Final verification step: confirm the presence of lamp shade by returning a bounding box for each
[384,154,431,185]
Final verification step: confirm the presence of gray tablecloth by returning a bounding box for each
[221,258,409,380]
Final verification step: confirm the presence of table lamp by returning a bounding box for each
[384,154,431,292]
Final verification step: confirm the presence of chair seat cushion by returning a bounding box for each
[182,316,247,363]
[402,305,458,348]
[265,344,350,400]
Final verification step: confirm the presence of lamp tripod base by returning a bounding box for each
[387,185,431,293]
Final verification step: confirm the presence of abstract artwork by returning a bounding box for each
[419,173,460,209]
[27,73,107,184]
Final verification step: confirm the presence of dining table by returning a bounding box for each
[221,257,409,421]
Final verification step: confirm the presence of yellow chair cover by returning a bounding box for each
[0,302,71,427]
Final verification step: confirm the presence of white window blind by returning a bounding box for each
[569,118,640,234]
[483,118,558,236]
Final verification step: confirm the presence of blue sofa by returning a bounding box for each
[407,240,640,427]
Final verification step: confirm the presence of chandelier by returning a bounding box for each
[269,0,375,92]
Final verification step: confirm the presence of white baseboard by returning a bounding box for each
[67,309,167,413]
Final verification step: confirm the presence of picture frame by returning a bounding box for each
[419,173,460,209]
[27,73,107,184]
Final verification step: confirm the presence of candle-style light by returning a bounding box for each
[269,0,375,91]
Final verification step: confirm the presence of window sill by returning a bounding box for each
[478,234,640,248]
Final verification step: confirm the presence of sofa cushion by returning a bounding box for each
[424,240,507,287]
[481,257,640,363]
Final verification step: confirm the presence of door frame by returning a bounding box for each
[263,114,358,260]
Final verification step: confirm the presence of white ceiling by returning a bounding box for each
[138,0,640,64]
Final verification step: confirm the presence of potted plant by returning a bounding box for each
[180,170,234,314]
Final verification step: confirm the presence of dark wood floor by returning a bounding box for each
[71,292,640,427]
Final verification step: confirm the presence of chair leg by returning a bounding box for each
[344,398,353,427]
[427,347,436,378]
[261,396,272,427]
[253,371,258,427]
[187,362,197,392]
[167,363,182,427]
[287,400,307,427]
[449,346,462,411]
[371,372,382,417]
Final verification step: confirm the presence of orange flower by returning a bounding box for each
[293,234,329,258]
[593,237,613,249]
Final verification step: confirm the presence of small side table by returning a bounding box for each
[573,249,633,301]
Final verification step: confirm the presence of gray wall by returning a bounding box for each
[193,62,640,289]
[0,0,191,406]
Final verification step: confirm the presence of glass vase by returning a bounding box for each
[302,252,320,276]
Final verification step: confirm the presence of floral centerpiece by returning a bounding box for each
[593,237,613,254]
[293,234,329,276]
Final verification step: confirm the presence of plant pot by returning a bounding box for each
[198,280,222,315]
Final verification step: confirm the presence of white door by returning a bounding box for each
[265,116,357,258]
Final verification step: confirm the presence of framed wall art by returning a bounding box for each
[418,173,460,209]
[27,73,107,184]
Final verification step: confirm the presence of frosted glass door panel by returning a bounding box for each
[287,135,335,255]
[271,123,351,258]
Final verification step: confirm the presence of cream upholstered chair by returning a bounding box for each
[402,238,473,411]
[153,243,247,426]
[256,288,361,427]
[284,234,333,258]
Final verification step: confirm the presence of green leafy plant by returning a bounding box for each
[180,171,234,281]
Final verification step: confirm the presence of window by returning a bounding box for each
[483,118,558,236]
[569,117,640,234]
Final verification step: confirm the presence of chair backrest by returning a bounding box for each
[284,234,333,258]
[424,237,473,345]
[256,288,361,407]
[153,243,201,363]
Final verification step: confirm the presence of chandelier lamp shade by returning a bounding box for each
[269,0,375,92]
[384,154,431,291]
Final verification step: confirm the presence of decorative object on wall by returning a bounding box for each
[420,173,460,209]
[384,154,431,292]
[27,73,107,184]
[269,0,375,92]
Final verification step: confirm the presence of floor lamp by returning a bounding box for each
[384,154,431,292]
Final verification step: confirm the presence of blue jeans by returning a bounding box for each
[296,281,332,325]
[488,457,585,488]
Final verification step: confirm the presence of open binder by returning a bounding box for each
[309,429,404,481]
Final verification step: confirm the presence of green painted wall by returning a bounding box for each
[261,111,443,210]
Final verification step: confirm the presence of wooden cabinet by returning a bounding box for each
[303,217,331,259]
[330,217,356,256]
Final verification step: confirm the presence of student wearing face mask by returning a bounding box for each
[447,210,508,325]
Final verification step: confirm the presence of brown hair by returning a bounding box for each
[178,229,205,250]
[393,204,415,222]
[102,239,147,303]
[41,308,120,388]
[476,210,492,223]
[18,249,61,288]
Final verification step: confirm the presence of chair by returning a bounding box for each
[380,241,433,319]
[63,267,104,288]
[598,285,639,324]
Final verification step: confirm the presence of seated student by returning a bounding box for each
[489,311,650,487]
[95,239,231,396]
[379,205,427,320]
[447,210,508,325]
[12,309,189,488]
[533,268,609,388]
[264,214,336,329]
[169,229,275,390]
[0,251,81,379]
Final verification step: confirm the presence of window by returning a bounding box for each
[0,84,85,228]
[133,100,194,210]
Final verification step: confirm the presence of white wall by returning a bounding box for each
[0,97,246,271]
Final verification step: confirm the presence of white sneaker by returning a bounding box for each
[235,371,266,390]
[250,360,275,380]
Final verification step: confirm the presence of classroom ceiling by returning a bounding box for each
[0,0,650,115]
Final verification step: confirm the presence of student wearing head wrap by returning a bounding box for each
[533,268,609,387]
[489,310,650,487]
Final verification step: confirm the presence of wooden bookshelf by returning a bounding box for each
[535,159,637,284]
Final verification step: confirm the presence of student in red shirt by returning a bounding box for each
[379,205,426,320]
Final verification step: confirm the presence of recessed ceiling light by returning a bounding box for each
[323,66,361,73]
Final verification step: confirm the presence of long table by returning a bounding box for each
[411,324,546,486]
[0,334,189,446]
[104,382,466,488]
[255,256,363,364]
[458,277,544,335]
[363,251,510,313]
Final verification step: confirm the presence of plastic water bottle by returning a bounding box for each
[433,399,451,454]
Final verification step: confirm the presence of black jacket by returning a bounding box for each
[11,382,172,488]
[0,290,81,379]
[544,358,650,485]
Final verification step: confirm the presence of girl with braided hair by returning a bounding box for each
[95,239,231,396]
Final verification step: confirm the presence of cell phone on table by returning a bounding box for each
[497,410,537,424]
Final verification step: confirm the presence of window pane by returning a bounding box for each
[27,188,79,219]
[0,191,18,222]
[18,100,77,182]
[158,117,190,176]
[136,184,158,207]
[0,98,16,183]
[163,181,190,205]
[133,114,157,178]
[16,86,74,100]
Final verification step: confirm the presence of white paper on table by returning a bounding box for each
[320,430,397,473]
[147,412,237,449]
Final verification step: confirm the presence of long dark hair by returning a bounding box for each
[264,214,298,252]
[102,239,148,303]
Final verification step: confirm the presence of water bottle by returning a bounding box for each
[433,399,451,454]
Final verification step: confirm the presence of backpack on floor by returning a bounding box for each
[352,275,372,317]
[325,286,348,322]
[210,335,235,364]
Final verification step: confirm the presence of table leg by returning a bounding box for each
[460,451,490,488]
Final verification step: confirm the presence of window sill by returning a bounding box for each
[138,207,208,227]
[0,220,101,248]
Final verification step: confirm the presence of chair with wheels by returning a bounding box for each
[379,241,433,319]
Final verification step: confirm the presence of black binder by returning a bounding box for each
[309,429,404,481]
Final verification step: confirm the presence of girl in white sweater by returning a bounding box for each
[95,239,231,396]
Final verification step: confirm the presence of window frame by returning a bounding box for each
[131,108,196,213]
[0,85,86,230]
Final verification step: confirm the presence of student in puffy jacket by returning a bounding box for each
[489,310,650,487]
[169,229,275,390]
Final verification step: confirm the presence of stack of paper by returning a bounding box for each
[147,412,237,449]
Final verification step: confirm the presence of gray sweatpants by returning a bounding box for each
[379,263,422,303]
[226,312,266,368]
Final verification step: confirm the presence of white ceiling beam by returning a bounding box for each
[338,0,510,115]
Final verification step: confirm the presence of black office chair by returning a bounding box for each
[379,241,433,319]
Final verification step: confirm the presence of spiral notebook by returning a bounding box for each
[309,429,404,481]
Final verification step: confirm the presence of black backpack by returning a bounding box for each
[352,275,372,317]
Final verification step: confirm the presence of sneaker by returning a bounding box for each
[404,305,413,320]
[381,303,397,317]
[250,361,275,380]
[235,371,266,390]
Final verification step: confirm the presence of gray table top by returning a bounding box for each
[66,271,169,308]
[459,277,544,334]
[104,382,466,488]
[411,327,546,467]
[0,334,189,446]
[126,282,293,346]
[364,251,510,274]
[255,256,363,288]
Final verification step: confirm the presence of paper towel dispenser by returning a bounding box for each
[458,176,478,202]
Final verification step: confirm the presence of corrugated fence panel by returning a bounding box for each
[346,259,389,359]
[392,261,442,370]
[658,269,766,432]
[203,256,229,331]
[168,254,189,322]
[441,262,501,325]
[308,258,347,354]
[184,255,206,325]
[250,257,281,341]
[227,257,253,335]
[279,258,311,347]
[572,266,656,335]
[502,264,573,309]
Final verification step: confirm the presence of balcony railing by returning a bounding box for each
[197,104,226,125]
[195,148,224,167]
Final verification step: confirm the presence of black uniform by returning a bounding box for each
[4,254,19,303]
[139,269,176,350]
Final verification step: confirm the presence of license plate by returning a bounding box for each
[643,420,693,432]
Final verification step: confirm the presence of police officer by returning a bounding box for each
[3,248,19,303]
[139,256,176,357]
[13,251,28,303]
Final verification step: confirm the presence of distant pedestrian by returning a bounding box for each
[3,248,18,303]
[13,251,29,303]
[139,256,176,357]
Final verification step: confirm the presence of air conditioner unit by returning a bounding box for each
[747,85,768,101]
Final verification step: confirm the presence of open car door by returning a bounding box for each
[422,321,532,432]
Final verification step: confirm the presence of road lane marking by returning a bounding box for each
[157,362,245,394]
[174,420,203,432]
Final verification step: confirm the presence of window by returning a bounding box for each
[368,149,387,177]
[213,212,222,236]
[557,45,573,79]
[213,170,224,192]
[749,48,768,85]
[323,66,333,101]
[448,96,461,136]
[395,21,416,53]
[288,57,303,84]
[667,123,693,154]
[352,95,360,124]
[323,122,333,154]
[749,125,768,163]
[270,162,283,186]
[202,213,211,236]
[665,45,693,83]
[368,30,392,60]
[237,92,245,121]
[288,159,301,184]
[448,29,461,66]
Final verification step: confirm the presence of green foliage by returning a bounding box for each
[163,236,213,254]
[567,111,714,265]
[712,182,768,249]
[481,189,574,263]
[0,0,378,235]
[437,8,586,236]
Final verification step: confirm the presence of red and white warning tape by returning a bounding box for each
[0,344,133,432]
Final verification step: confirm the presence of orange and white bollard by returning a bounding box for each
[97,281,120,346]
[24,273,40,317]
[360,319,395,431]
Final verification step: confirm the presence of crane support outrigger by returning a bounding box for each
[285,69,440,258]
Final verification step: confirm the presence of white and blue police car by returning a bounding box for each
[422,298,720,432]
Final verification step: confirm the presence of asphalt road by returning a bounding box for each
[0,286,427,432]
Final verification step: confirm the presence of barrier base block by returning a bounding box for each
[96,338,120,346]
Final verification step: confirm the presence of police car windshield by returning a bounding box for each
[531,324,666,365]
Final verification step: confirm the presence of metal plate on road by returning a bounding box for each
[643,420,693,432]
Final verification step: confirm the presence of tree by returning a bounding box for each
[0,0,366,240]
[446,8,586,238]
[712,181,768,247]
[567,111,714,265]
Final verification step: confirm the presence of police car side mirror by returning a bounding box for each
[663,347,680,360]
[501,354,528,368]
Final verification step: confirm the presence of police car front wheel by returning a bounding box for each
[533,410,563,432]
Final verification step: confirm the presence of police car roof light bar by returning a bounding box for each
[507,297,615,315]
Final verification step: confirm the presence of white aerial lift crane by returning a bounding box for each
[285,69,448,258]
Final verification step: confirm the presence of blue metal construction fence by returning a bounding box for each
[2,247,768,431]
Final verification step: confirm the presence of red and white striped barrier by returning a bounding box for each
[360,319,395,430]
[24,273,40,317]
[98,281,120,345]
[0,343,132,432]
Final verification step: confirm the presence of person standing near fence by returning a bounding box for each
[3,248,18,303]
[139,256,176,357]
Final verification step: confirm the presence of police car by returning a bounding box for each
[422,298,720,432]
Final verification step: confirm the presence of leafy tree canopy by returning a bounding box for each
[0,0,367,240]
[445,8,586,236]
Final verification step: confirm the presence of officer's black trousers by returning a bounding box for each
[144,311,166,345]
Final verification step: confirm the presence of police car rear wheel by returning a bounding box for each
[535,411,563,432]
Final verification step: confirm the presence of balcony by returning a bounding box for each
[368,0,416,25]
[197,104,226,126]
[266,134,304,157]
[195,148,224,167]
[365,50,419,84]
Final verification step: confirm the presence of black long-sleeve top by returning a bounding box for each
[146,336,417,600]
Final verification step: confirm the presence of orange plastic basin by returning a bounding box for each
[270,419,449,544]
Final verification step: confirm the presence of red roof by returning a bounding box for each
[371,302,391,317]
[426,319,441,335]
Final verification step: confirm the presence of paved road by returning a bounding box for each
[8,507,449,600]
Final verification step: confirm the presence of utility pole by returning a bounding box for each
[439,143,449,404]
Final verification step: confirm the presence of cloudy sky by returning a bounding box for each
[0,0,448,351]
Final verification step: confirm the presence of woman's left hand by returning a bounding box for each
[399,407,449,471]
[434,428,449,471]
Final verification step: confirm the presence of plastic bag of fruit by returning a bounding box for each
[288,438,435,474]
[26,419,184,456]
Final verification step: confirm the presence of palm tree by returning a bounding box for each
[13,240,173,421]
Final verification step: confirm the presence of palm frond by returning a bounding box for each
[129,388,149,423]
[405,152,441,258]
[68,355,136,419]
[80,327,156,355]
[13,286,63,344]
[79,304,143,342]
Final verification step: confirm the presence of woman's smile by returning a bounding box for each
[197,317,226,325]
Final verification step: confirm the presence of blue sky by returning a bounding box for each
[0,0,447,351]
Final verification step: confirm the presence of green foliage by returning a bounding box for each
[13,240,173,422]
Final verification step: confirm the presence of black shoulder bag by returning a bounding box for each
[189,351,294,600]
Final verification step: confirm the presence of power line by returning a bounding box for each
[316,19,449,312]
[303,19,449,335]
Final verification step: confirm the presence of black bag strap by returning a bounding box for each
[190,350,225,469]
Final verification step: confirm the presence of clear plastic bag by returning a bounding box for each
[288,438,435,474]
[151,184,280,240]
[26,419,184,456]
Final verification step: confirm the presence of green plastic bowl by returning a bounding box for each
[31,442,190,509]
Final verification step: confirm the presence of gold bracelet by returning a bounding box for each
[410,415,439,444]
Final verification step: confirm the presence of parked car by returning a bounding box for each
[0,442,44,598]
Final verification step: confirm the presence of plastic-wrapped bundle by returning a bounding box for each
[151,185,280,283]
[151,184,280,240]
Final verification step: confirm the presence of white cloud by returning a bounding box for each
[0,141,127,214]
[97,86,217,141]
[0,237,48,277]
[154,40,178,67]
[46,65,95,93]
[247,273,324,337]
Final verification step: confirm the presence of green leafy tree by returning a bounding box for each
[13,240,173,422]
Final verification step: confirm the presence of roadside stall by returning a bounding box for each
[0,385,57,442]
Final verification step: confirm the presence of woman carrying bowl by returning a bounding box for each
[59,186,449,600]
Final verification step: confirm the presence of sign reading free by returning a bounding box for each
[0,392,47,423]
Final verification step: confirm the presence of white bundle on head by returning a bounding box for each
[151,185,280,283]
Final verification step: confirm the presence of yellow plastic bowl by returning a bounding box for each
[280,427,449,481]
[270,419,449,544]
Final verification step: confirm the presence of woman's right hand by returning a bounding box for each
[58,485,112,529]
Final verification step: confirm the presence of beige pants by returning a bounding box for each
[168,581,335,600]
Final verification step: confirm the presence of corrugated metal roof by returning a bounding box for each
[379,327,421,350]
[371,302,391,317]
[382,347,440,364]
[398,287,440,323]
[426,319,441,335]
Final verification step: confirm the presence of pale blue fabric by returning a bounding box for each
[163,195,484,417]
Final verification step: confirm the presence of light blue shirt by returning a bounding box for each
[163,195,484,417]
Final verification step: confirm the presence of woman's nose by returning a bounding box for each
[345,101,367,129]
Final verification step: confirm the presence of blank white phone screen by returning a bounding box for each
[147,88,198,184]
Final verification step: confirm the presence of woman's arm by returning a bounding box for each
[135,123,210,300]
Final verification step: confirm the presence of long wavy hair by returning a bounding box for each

REQUIRED WORK.
Copy the records word for word, from the line containing "Final verification step: confirm the presence of white aerial" through the line containing "[2,247,768,431]", including both of those lines.

SOLUTION BELOW.
Final verification step: confirm the presence of white aerial lift crane by returning a bounding box for each
[285,69,448,258]
Final verification step: confirm the presence of blue metal construction fence by returning a bounding box for each
[2,247,768,431]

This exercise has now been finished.